_DOCUMENT SEGMENT:_
=== Begin Enclosure ===
# Giant Spider ID



## Azzuri (May 14, 2010)

I was recently on a camping/fishing trip with a few friends in some old woods in Springfield Township, near the Akron border. After our night fishing, we came back to camp and found this guy walking around our food. It was easily the biggest spider I have ever seen in the wild, and I could even hear it walking. The eyes glowed in the light just as a cat's would. It wasn't intimidated by us at all and didn't try to flee. It is sitting on a bag of Quaker rice cakes. It would be great if someone could help me identify this spider (or tell me where I should submit the photo), because 1. I didn't know spiders this big and hairy lived in Ohio and 2. We enjoy camping/fishing here and all of us were pretty freaked out. I'm sorry the photo quality isn't best as far as identifying marks/colors, but it was taken from a cell phone. From the research I have done, I think it might be a Giant Fishing Spider, though extremely rare in NE Ohio. Thanks guys.


----------



## Katanafreak (Aug 25, 2010)

maybe a wolf spider? they get HUGE! and they are all over Texas when i was down in Fort Hood. Dunno if they are in Ohio at all but look just about the same.


----------



## salmon king (Aug 20, 2008)
=== End Enclosure ===
_GIVEN ENTRIES:_
=== Begin Enclosure ===
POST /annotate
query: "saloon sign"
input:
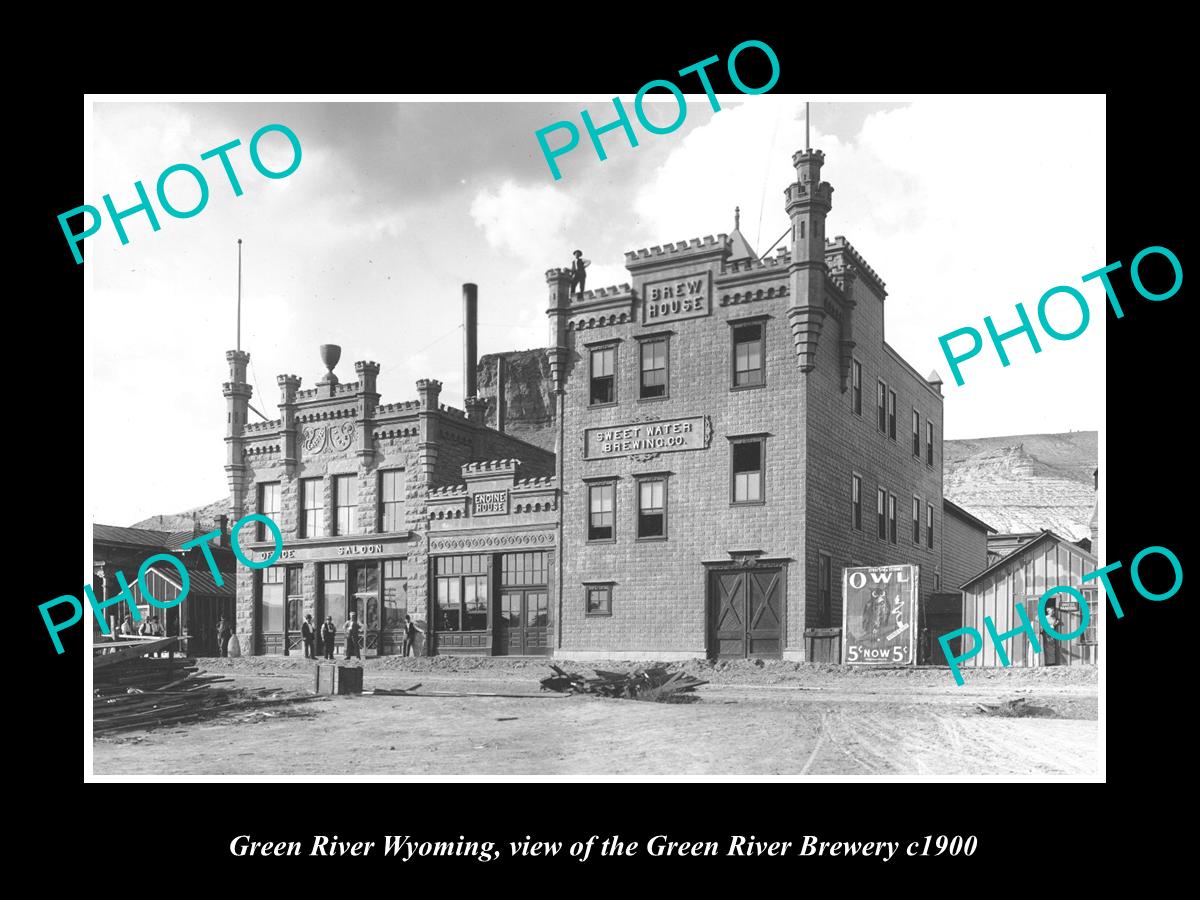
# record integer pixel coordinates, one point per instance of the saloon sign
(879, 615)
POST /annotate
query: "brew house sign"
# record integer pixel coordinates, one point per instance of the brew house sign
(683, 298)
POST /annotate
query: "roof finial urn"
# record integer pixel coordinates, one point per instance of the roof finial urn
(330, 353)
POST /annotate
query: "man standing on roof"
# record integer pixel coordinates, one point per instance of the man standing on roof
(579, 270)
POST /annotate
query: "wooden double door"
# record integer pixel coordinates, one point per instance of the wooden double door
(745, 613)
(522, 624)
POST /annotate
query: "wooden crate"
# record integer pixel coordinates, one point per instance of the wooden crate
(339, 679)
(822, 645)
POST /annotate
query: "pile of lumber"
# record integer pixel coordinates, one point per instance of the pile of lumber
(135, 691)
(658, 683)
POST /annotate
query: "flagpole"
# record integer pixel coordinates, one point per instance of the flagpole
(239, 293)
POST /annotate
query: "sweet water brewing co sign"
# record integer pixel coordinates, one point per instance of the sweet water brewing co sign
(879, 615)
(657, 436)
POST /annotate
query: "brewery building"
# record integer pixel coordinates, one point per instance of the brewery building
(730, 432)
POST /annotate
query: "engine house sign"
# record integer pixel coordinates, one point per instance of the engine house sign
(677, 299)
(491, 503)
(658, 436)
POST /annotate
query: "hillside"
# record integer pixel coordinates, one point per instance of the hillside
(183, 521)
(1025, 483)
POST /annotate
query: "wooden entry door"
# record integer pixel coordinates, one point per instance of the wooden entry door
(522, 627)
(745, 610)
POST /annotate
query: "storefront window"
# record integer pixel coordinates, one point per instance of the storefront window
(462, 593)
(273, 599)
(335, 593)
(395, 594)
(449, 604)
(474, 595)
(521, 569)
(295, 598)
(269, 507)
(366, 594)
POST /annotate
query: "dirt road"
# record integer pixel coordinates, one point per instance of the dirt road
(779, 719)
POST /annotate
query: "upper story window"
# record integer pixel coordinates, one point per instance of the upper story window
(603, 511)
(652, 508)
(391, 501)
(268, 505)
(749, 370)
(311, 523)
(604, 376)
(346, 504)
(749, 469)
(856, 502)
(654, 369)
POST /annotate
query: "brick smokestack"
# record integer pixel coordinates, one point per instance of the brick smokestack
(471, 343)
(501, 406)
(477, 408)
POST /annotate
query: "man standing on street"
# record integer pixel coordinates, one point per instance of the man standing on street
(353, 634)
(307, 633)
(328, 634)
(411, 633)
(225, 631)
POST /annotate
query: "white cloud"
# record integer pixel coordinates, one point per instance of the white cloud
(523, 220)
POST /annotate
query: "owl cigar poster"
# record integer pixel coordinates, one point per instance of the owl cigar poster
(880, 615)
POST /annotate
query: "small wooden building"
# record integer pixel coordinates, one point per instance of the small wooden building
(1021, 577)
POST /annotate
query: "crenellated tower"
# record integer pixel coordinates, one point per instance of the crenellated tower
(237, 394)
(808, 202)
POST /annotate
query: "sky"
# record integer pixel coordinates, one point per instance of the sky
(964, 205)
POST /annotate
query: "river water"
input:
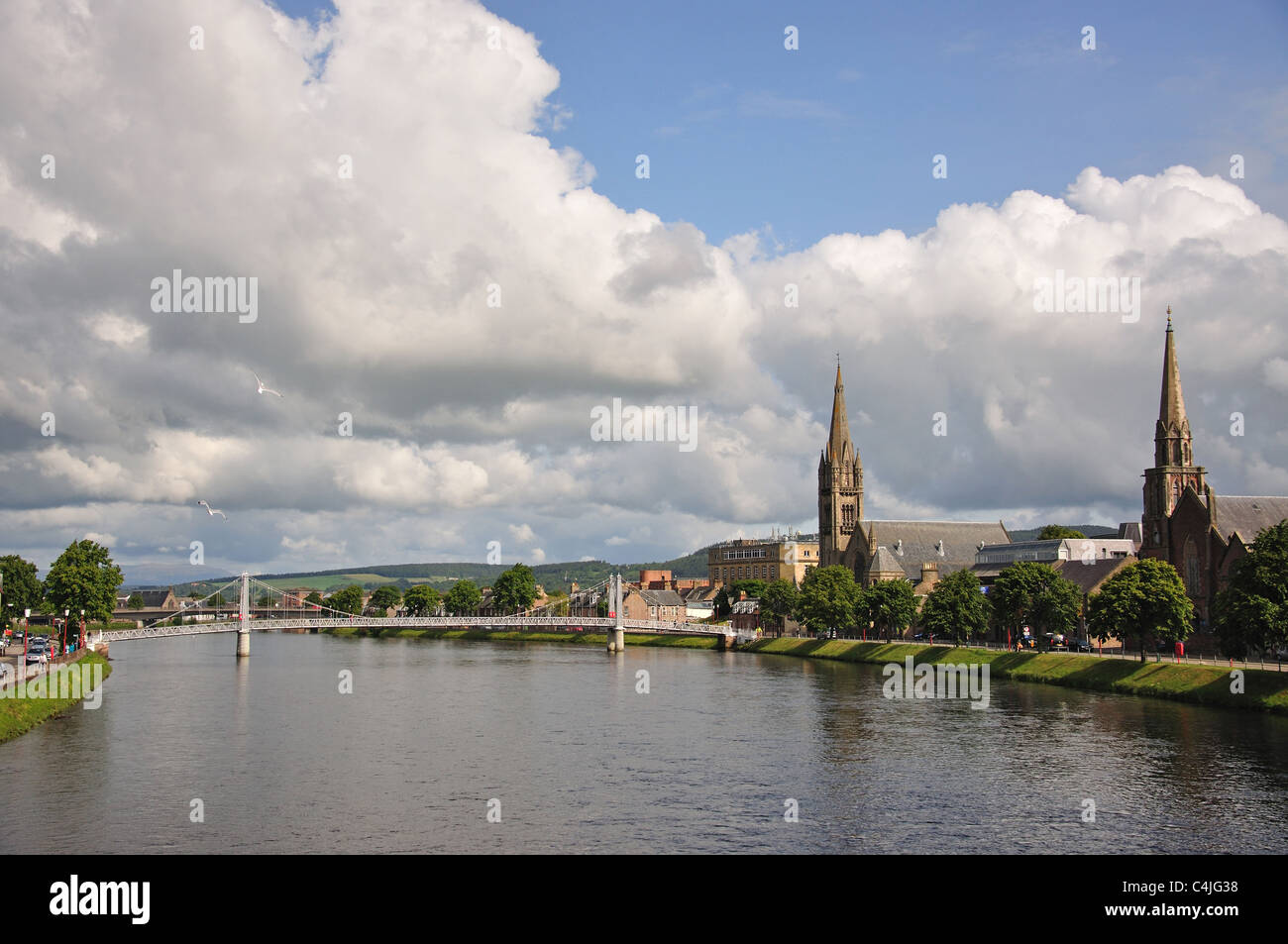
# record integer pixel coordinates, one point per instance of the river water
=== End Enclosure ===
_WHAT TO DO:_
1. In the spider identification thread, condense the paragraph beginning "I was recently on a camping/fishing trip" into a short bulleted list of its main facts.
2. Please explain, in one to three sentences, why the first poster in the spider identification thread wants the spider identified.
3. Resume the spider identification thread with the post that follows the last header shown.
The rows have no connection to the spider identification thread.

_PER-TASK OUTPUTS:_
1.
- On a camping/fishing trip in old woods in Springfield Township, near the Akron border, the group came back from night fishing and found a spider walking around their food.
- It was the biggest spider the poster had ever seen in the wild, loud enough to be heard walking, with eyes that glowed like a cat's.
- It was not intimidated and did not flee; the photo shows it on a bag of Quaker rice cakes.
- The poster asks for help identifying it or for a place to submit the photo, since they didn't know spiders this big and hairy lived in Ohio and the group was freaked out.
- The cell-phone photo is poor for showing marks and colors.
- The poster's research suggests a Giant Fishing Spider, though these are extremely rare in NE Ohio.

2. The poster didn't know spiders this big and hairy lived in Ohio. The group also enjoys camping and fishing there, and all of them were pretty freaked out by it.

3.
One day when I was cray fishing{ geting crawfish) down in concord I saw a spider that me and my friend thought was a tarantula... I honestly think it was even bigger than that one in your pic.. but who knows it might just be a lebron spyder< only native to Akron> lol


----------



## Chubz (Apr 8, 2009)

Yes it is indeed a wolf spider. Common spider to our area and can be rather large. Most of them dont get that big but iv seen 2 that were hugh. Non venomous but i sure as heck wouldnt touch that thing.


----------



## whjr15 (Jun 16, 2005)

Could it be this: http://www.marion.ohio-state.edu/spiderweb/SpiderPictures/Philodromidae/Philodromus%20cespitum.htm

Not sure, but I'm pretty sure it isn't a wolf spider, as it doesn't have the right coloring... But like you said, it could be the pic quality throwing me off?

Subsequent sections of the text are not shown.